Not to say that verbose commit messages are a bad thing, it's always better to have too many details than not enough, but I think very long commit messages might also sometimes hint that either the commit is "too big" and should've been broken down in smaller, atomic changes or, as I said above, that you're really just writing documentation and that may be better suited for an other place.
Commits should definitely be descriptive and accurate, but if you break your changes in small chunks you can generally still do that in one or two sentences in my experience.
In my day job I'm frequently chasing down older code, looking through blame/annotate etc. Commit messages with links to bugs and docs are often the fastest answer to the
fundamental questions "Why is this thus? What is the reason for this thusness?"
> Who goes digging into old commit messages to understand what a piece of code does? I know I don't.
If long-term-ism in commit messages isn't something you care about (which is understandable), then consider short-term benefits. When working with my team, I'm able to read some of their recent commits and understand very clearly what's being worked on, without needing to dive into the code or have daily stand-ups which aren't producing any value on their own.
Think of it as an asynchronous way of describing what you're working on, and the broader context.
> Who goes digging into old commit messages to understand what a piece of code does? I know I don't.
A lot of people do. If you've ever used git blame on a file, you can see which commit each line in the file is associated with. You can then run git show <sha1> for that commit and see the message and associated diff. Having that information can help you understand why a change was made and may help you avoid introducing regression type errors.

DATA EXCERPTS:
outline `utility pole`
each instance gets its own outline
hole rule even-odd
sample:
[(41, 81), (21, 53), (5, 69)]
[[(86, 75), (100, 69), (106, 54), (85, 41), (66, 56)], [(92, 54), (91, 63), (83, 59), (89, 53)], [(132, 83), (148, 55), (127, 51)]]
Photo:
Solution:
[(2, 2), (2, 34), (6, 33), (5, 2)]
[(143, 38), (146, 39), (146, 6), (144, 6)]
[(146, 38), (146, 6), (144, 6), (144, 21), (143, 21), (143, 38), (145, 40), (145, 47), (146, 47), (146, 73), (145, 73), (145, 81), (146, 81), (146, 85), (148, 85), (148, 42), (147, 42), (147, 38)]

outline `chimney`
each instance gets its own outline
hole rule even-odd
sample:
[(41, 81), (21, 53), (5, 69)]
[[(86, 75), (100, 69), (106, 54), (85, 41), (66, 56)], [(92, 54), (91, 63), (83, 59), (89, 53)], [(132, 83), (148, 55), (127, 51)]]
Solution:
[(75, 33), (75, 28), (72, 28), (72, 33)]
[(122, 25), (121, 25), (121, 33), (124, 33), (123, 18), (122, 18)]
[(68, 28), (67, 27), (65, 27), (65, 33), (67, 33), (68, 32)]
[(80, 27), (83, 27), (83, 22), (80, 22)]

BRIEF A:
Copy out the listing word for word, starting at its first line and ending with the line that contains "42), (147, 38)]".
BRIEF B:
Write the next part of the discussion of commit messages, picking up after its last sentence.
The discussion of commit messages and the listing are two unrelated pieces of material.

RESULT A:
outline `utility pole`
each instance gets its own outline
hole rule even-odd
sample:
[(41, 81), (21, 53), (5, 69)]
[[(86, 75), (100, 69), (106, 54), (85, 41), (66, 56)], [(92, 54), (91, 63), (83, 59), (89, 53)], [(132, 83), (148, 55), (127, 51)]]
Photo:
Solution:
[(2, 2), (2, 34), (6, 33), (5, 2)]
[(143, 38), (146, 39), (146, 6), (144, 6)]
[(146, 38), (146, 6), (144, 6), (144, 21), (143, 21), (143, 38), (145, 40), (145, 47), (146, 47), (146, 73), (145, 73), (145, 81), (146, 81), (146, 85), (148, 85), (148, 42), (147, 42), (147, 38)]

RESULT B:
I think long commit messages make sense for bugs, because unless it breaks compatibility you're not going to comment the code every time you fix a bug.
The only time I use it is when I'm making a small fix or tweak and will be `rebase -i`ing immediately afterwards. It probably saves me several keystrokes per year.
I always use oneliners. Task ID + some short description. Used to use just `-m`, but nowadays I almost exclusively use lazygit to commit.
At work we squash PRs and that's where we can write more details if necessary, or just hope the associated PR with details will be available in the future.
For my personal projects, I don't care that much. When I realize a mistake, there's always amend.
I use -m as a natural filter for line length. If it's unwieldy to fit inside a -m cli flag, it's usually an indicator I can be more concise in my commit message. Obviously, from time to time you'll need to include more information in commit messages; I have sublime set up to be my default editor for these situations.
I believe the default is simply to open your default editor so just set $VISUAL (and $EDITOR, read the manual for your shell) in your environment. This has the added benefit (?) of using that editor for commands that open a visual editor such as crontab -e or even visudo (with some caveats of course).
If you want to use a different editor just for git you can set $GIT_EDITOR in your environment.
Not git's fault, it uses your OS's EDITOR and VISUAL environmental vars (same thing you get when you run, for example, "crontab -e" and other utilities that want a visual editor).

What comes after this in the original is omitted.